Raad van State, eerste aanleg - enkelvoudig bestuursrecht overig

ECLI:NL:RVS:2023:2086

Op 31 May 2023 heeft de Raad van State een eerste aanleg - enkelvoudig procedure behandeld op het gebied van bestuursrecht overig, wat onderdeel is van het bestuursrecht. Het zaaknummer is 202300630/1/A2, bekend onder identificatienummer ECLI:NL:RVS:2023:2086.

Soort procedure:
Instantie:
Zaaknummer(s):
202300630/1/A2
Datum uitspraak:
31 May 2023
Datum publicatie:
31 May 2023

Indicatie

Bij besluit van 3 augustus 2020 heeft de minister van Onderwijs, Cultuur en Wetenschap de aanvraag van [appellant] om terugbetaling van lesgeld voor het schooljaar 2018-2019 afgewezen. [appellant] heeft een verzoek gedaan om terugbetaling van het lesgeld voor het schooljaar 2018-2019. Op het aanvraagformulier heeft [appellant] als reden opgegeven dat hij ernstig ziek was tijdens het schooljaar. De minister heeft bij het besluit van 3 augustus 2020 de aanvraag van [appellant] afgewezen. De minister heeft hieraan ten grondslag gelegd dat de aanvraag te laat is ingediend. Hij heeft toegelicht dat terugbetaling van het lesgeld aangevraagd moet worden tijdens het schooljaar, dat het schooljaar 2018-2019 eindigde op 31 juli 2019 en dat hij de aanvraag van [appellant] op 13 juli 2020 heeft ontvangen. [appellant] heeft tegen dit besluit bezwaar gemaakt.

* _Aangeleverde gegevens_

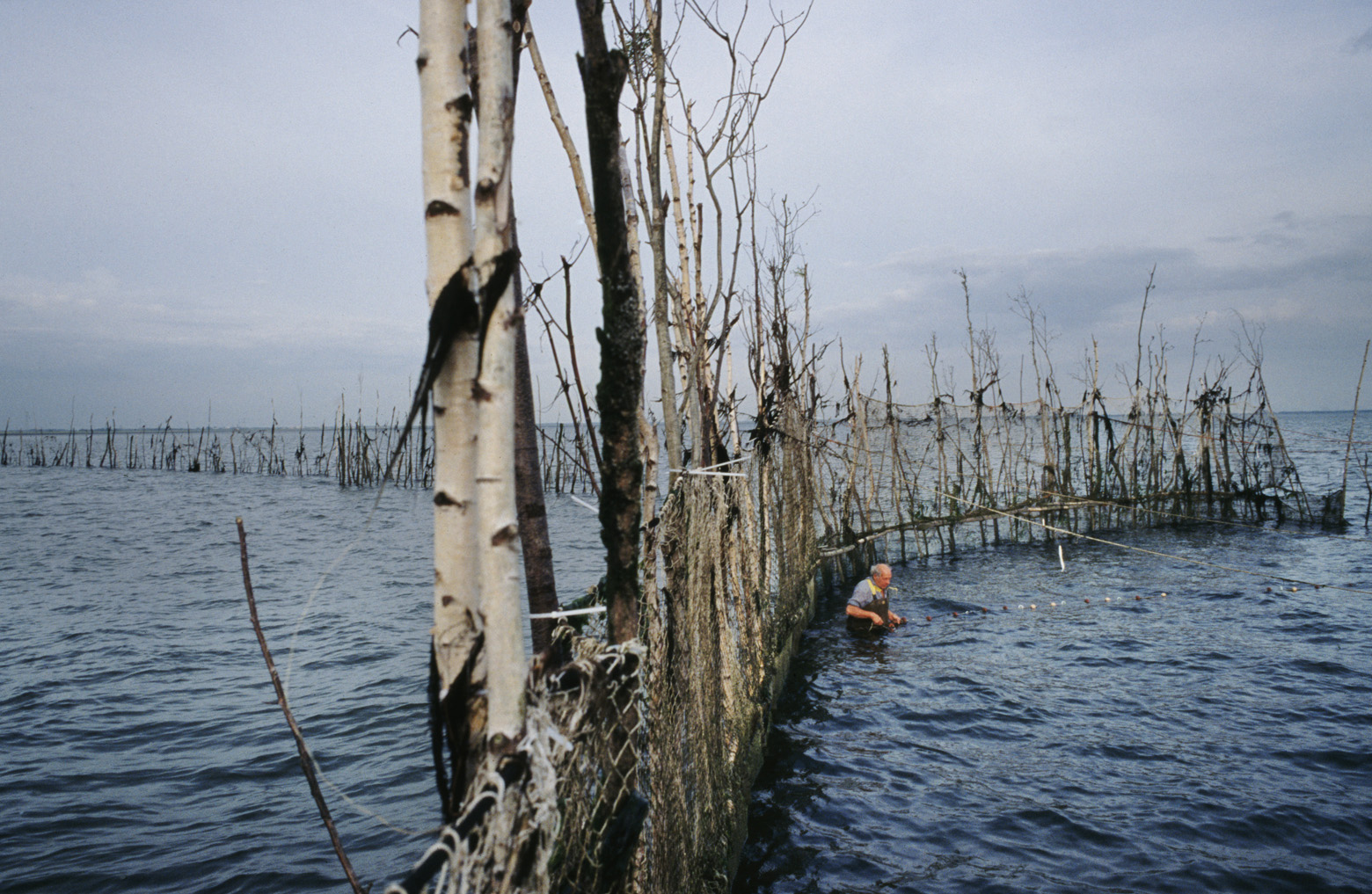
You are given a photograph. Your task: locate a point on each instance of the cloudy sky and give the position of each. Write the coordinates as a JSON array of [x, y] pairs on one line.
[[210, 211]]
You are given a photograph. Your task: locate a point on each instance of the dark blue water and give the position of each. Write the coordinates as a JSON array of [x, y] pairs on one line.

* _Opdracht 1_
Neem een deel van de uitspraak over de terugbetaling van lesgeld woordelijk over, beginnend bij "Op 31 May 2023" en eindigend bij "onder identificatienummer ECLI:NL:RVS:2023:2086.".
* _Opdracht 2_
Zet de uitspraak over de terugbetaling van lesgeld voort, aansluitend op de laatste zin ervan.

* _Antwoord 1_
Op 31 May 2023 heeft de Raad van State een eerste aanleg - enkelvoudig procedure behandeld op het gebied van bestuursrecht overig, wat onderdeel is van het bestuursrecht. Het zaaknummer is 202300630/1/A2, bekend onder identificatienummer ECLI:NL:RVS:2023:2086.

* _Antwoord 2_
Uitspraak

202300630/1/A2.

Datum uitspraak: 31 mei 2023

AFDELING

BESTUURSRECHTSPRAAK

Uitspraak in het geding tussen:

[appellant], wonend te [woonplaats],

en

de minister van Onderwijs, Cultuur en Wetenschap (hierna: de minister),

verweerder.

Procesverloop

Bij besluit van 3 augustus 2020 heeft de minister de aanvraag van [appellant] om terugbetaling van lesgeld voor het schooljaar 2018-2019 afgewezen.

Bij besluit van 19 februari 2021 heeft de minister het door [appellant] daartegen gemaakte bezwaar niet-ontvankelijk verklaard.

Bij uitspraak van 16 december 2021 heeft de rechtbank het door [appellant] daartegen ingestelde beroep ongegrond verklaard.

Bij uitspraak van 9 november 2022, ECLI:NL:RVS:2022:3225, heeft de Afdeling het hoger beroep van [appellant] tegen de uitspraak van de rechtbank gegrond verklaard, die uitspraak vernietigd, het beroep van [appellant] tegen het besluit van 19 februari 2021 gegrond verklaard, dat besluit vernietigd, de minister opgedragen een nieuw besluit op het bezwaar van [appellant] te nemen en bepaald dat tegen dat besluit slechts bij de Afdeling beroep kan worden ingesteld.

Bij besluit van 15 december 2022 heeft de minister het door [appellant] tegen het besluit van 3 augustus 2020 gemaakte bezwaar ongegrond verklaard.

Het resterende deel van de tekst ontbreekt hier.